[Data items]
_ _ _ _

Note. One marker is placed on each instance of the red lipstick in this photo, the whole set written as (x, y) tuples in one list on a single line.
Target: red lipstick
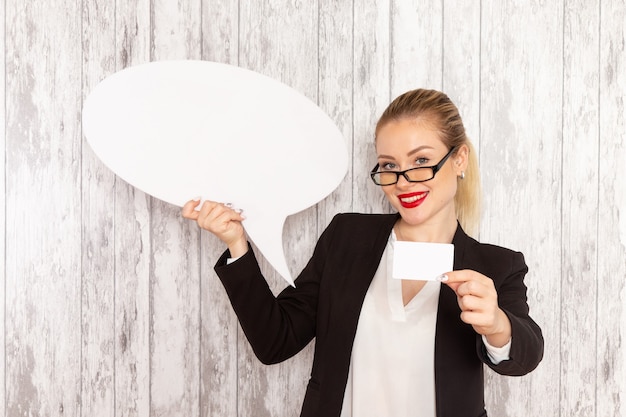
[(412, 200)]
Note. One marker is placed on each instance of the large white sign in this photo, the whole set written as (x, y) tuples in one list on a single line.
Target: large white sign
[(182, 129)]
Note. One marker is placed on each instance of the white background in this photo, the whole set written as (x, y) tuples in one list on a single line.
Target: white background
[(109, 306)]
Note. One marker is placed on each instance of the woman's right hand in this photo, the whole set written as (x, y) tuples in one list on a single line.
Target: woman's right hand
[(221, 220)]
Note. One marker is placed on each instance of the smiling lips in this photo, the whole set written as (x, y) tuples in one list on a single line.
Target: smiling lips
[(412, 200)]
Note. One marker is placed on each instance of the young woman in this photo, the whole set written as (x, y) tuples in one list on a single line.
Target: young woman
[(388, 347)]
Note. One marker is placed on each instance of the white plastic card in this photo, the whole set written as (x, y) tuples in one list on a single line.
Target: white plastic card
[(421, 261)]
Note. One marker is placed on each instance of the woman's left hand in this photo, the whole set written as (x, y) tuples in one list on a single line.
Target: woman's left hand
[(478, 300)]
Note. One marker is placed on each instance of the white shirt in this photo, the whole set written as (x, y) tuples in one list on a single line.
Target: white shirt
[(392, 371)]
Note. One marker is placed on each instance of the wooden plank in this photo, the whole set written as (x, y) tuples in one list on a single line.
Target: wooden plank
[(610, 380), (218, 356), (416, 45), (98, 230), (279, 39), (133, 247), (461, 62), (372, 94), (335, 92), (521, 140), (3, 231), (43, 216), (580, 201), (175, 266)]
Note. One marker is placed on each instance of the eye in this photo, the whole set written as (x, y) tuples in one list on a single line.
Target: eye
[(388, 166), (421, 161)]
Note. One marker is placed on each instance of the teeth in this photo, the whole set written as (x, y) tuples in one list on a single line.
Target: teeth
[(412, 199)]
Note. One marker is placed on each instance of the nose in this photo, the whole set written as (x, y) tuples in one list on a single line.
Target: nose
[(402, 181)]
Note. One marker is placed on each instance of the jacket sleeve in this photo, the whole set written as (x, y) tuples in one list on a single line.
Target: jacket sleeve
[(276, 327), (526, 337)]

_ _ _ _

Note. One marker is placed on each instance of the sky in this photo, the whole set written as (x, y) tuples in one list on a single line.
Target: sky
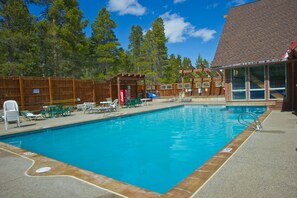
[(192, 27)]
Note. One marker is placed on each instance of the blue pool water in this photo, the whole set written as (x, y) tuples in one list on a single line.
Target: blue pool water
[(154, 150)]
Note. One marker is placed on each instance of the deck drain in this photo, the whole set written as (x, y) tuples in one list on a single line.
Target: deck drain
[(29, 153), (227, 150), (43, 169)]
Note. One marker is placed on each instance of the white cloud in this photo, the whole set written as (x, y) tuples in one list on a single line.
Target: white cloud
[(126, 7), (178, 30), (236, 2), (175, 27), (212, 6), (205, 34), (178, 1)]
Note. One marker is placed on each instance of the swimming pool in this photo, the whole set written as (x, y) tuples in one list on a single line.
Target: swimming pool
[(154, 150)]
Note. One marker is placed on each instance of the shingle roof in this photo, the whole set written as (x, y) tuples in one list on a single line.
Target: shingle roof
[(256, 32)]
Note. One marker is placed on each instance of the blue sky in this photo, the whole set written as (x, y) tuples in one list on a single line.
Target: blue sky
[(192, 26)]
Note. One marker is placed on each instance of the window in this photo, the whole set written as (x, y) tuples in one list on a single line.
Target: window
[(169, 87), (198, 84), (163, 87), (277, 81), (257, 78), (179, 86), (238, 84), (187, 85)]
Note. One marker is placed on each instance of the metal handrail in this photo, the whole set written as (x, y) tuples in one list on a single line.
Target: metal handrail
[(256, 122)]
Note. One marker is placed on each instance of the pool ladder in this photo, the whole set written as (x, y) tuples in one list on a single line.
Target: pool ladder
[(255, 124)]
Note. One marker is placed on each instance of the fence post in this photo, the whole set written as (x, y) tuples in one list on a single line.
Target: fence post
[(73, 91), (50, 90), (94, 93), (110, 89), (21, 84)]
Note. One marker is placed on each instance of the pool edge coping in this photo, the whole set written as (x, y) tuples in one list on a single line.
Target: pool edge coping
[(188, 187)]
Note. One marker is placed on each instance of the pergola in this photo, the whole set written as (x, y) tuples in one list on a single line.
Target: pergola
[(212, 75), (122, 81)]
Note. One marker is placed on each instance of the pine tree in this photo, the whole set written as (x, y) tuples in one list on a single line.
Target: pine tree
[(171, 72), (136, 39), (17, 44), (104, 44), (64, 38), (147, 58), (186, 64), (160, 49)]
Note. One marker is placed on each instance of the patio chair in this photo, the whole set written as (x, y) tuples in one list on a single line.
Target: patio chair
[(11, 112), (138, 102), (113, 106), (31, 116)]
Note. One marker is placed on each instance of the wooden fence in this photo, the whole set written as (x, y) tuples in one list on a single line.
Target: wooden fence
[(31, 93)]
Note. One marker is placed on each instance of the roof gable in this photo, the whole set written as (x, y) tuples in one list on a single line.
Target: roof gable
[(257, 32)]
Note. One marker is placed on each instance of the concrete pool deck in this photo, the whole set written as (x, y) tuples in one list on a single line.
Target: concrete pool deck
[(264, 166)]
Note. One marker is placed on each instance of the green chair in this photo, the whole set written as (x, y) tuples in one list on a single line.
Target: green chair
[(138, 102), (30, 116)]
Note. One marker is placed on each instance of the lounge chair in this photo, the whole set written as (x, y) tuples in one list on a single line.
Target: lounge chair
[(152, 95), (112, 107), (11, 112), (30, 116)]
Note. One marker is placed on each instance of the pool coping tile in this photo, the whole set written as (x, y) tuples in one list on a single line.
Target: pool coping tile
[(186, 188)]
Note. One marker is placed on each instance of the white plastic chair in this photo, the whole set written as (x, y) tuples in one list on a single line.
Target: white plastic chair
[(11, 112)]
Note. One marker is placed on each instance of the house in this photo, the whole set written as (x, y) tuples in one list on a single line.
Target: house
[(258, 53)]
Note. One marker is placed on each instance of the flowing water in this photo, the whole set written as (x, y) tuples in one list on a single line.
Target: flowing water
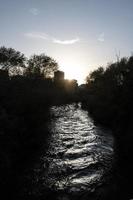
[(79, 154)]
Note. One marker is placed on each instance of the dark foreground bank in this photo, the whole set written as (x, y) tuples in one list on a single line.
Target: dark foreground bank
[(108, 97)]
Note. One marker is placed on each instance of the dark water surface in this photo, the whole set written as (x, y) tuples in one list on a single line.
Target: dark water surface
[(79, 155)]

_ _ _ _

What this task involves> Can you pick out every line in the entries above that contains the string "handrail" and copy each one in full? Matching is case-sensitive.

Problem solution>
Note. One marker is placed on each instance of the metal handrail in this photo, the whole set written as (x, y) tuples in one list on a single line.
Target: metal handrail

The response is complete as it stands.